SOURCE MATERIAL –
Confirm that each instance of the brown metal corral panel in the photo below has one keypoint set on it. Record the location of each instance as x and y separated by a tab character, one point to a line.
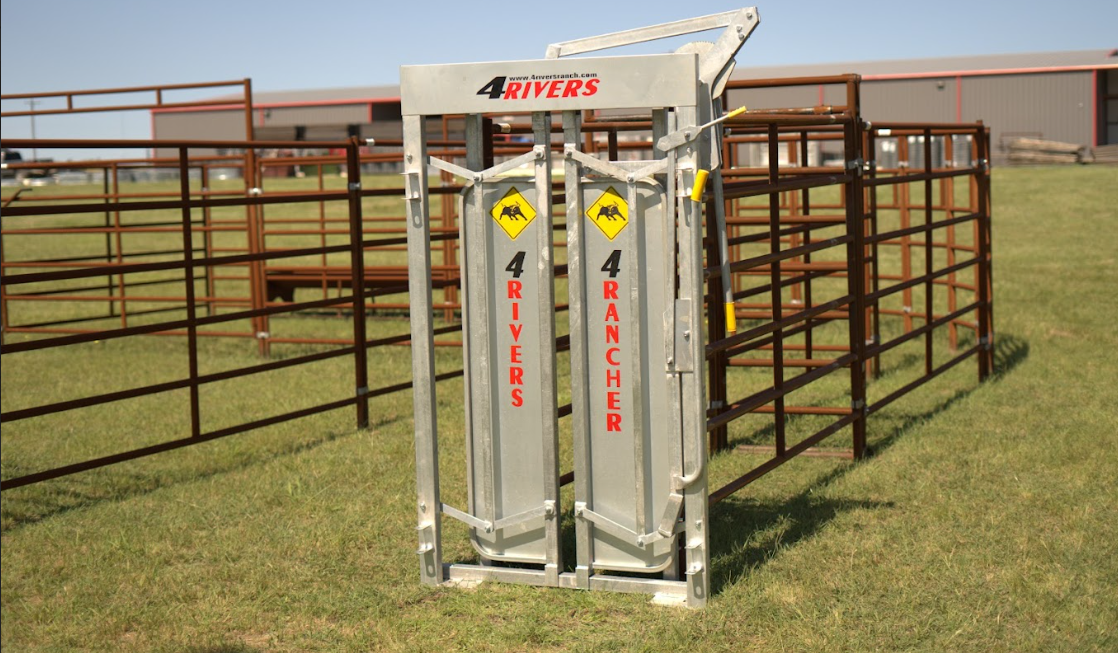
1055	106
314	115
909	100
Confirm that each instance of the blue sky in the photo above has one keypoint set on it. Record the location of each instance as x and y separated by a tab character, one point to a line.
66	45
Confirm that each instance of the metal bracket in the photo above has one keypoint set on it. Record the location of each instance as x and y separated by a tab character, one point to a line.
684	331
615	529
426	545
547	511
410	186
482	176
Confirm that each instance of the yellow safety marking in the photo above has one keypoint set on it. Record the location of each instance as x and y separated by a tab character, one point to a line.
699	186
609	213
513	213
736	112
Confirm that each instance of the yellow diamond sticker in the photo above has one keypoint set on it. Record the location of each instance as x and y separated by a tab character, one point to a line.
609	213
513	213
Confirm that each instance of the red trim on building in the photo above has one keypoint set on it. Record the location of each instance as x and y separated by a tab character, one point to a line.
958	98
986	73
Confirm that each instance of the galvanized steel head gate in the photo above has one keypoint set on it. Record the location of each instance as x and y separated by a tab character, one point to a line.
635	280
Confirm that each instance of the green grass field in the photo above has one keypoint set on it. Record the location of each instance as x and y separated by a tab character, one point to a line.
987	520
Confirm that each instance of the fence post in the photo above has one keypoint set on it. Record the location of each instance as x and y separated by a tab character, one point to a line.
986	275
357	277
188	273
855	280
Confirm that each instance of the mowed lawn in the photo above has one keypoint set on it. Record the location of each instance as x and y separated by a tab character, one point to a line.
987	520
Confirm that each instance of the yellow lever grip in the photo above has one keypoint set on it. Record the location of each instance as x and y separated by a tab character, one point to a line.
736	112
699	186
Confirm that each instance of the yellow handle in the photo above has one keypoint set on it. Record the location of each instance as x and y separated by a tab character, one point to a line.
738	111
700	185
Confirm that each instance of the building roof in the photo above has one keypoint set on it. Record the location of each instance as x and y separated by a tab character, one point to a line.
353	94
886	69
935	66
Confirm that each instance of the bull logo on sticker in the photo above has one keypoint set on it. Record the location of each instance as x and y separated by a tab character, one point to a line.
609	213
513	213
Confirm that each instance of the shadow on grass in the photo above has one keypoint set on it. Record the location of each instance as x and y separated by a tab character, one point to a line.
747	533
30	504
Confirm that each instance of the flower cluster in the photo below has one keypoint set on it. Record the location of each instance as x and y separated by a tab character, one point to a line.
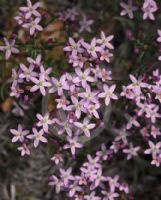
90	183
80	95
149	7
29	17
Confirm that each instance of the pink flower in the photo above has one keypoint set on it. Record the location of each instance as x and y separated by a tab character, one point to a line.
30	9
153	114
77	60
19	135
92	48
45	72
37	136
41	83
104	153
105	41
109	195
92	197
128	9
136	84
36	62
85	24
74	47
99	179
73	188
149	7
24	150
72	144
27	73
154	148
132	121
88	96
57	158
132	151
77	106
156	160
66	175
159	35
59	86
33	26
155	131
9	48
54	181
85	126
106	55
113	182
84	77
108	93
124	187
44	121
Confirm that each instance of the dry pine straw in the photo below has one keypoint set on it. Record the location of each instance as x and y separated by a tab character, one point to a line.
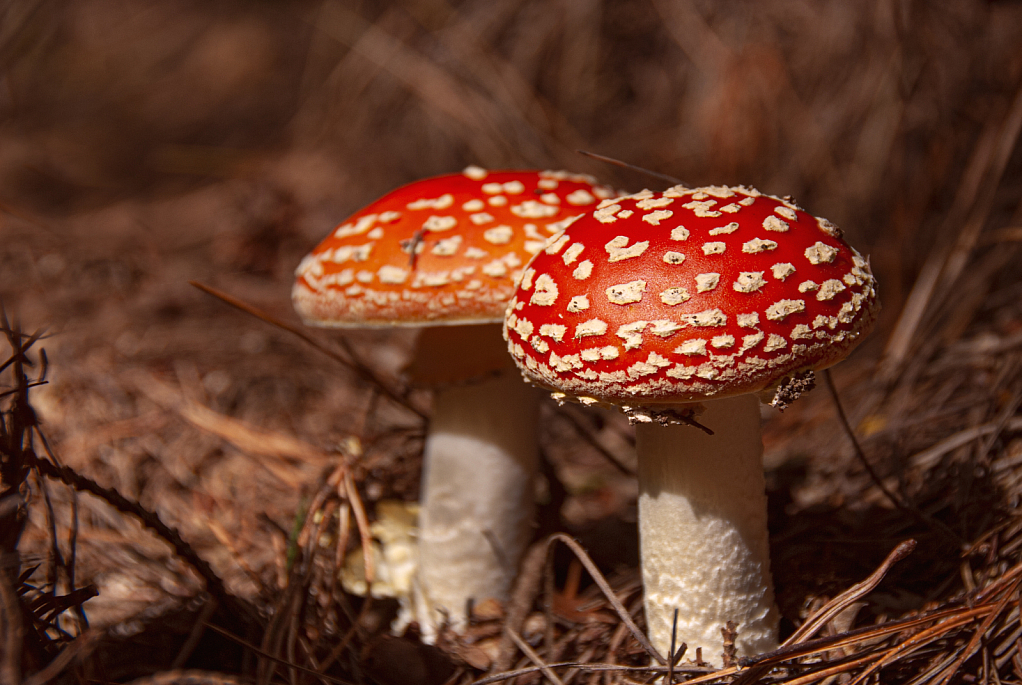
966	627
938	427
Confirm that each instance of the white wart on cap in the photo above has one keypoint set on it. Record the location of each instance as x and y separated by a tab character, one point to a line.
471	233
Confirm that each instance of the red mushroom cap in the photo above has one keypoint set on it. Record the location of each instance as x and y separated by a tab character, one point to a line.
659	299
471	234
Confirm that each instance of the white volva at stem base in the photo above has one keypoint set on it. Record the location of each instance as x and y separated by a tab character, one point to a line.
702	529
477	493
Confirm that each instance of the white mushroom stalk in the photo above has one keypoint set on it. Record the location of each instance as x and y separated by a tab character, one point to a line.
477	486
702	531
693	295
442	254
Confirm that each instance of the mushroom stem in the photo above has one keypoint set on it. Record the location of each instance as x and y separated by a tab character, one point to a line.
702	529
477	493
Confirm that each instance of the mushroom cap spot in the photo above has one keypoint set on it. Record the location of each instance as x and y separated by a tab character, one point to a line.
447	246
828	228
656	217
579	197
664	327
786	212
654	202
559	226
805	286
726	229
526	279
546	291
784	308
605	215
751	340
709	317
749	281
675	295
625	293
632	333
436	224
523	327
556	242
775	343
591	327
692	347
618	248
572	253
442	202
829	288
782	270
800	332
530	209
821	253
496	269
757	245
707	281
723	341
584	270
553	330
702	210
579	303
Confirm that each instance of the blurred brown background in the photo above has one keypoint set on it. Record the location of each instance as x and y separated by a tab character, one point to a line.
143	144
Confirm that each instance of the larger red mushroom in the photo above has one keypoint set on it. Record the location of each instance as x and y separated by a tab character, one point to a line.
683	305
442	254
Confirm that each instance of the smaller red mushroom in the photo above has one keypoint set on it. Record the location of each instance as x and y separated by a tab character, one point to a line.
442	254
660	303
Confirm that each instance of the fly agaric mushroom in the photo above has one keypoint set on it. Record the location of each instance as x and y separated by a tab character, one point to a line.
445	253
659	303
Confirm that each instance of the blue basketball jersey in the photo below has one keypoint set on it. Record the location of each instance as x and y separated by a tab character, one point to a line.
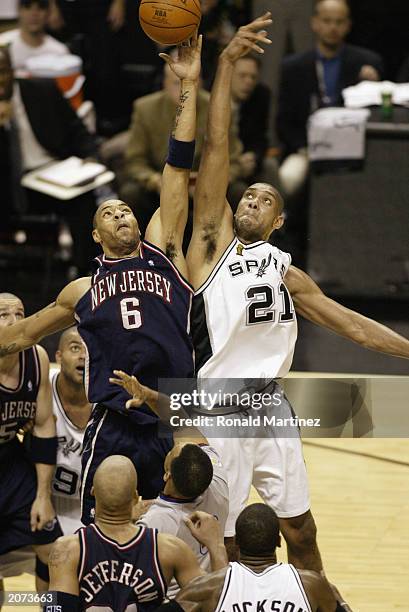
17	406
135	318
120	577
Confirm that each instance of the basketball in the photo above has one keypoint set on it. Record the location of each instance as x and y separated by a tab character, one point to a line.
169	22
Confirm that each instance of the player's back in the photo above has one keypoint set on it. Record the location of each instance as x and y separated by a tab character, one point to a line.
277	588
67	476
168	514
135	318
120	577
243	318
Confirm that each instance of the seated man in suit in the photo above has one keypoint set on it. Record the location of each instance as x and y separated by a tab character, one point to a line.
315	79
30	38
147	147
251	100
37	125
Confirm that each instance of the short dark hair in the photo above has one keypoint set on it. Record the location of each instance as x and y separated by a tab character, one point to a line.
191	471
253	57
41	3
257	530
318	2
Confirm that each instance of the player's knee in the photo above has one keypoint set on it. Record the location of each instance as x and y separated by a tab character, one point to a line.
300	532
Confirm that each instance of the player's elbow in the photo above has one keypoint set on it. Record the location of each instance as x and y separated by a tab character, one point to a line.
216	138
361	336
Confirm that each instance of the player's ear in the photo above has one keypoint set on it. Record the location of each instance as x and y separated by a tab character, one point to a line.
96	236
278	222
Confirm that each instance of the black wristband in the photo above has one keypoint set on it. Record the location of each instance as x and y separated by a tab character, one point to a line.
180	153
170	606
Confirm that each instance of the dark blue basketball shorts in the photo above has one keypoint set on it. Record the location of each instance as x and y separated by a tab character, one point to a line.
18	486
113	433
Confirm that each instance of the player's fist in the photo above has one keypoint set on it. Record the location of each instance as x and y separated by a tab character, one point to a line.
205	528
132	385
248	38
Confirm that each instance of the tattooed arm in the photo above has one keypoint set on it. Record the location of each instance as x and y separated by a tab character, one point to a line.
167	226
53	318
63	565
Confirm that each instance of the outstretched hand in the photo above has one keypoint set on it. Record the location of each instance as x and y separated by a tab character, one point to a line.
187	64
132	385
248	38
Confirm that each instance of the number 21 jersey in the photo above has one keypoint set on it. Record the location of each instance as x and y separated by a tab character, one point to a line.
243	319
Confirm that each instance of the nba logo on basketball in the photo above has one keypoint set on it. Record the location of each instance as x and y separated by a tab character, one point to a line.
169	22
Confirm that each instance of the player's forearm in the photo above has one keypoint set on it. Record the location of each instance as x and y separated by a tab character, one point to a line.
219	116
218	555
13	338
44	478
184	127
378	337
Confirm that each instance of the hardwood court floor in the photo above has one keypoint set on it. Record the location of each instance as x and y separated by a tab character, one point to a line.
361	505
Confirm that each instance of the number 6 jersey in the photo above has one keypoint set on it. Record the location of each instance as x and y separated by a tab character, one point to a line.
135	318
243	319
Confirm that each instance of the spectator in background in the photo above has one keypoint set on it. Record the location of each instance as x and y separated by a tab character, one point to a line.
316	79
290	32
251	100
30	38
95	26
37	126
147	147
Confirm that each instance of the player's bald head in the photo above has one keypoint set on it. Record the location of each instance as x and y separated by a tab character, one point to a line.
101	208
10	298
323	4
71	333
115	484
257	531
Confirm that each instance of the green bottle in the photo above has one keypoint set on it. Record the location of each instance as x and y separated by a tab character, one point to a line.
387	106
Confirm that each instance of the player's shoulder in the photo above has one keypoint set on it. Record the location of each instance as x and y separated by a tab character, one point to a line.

ABOUT THIS EXERCISE – Write out only those lines that fall between the one containing "Confirm that each instance of the green bottle" and the end of the entries, the first and last included, exactly as they read.

SOLUTION TO THE PROBLEM –
Confirm that each instance of the green bottle in the photo above has one keypoint set on it. Record the location of each instance as x and y separated by a tab character, one point to a line.
387	106
Confirm that each instance of the player's shoulder in the photo above has one keypoint set on it. Record the location of each instance as x and y separated by a tab character, one point to a line.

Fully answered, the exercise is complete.